Once you have read the records below, print them again exactly as they stand.

┄┄┄┄┄┄

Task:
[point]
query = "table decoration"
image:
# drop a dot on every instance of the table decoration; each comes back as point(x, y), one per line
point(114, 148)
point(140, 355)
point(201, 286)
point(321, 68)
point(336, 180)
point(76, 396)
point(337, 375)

┄┄┄┄┄┄

Result for this task -
Task:
[point]
query = "table decoration"
image:
# drop a dot on every instance of the table decoration; each comes back as point(x, y), one per line
point(114, 148)
point(140, 355)
point(201, 286)
point(321, 68)
point(336, 180)
point(76, 396)
point(337, 375)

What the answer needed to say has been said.